(Dataset rows)

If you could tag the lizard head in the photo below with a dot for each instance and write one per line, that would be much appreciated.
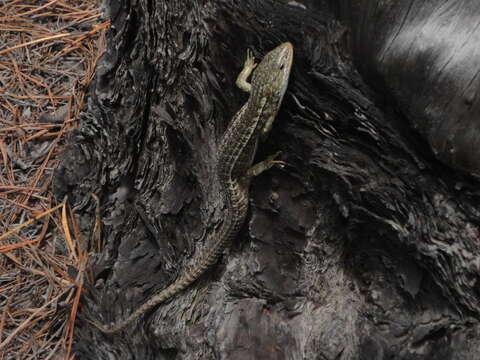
(270, 80)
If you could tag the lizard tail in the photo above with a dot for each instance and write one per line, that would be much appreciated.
(228, 231)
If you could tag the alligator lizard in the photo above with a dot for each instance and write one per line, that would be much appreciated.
(234, 168)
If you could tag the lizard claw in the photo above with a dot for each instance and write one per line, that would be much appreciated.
(250, 60)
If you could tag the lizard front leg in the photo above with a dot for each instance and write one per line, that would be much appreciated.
(248, 67)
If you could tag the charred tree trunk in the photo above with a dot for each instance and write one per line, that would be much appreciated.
(364, 247)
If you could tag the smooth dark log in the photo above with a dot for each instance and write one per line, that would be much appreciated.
(364, 247)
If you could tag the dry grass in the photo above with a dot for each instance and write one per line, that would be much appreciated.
(48, 52)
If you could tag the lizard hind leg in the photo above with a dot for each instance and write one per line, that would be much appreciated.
(264, 165)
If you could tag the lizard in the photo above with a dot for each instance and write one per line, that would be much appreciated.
(234, 168)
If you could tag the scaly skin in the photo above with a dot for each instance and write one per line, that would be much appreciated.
(234, 169)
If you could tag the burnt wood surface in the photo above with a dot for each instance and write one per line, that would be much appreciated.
(365, 246)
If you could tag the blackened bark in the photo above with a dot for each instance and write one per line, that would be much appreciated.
(363, 247)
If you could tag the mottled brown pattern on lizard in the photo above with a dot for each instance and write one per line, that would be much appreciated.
(234, 169)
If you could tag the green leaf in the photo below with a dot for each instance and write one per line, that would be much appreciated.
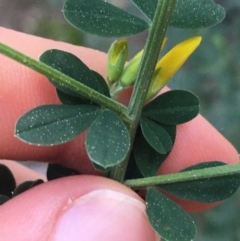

§ **Task to complete**
Gather every line of the records that contains the word "lizard", treating uppercase and lowercase letters as distinct.

§ **Response to this task**
If you could tag the lizard head in the photo below with a dot for each instance and write one per line, that would be much appreciated.
If you could tag the lizard tail in the photo above with a dot for each instance and write one per line, that would be much appreciated.
If you could tag the alligator lizard in the photo above with a dot for each instance and write one per line, that would be much appreciated.
If you could tag the lizard claw in the photo above with a dot for each instance and write one per line, that would be much appreciated.
If you could tag the lizard front leg in the photo above with a dot for each instance and write one per line, that would be much appreciated.
If you could tag the lizard hind leg in the photo above with a dot for each instance and write one per line, that would be much appreciated.
If you could tag the lizard in the photo above with a dot for each instance and write one per line, that would be much appreciated.
If you could tag the mottled brown pattern on lizard in the photo above with a dot for each instance and write one per line, that would be much appreciated.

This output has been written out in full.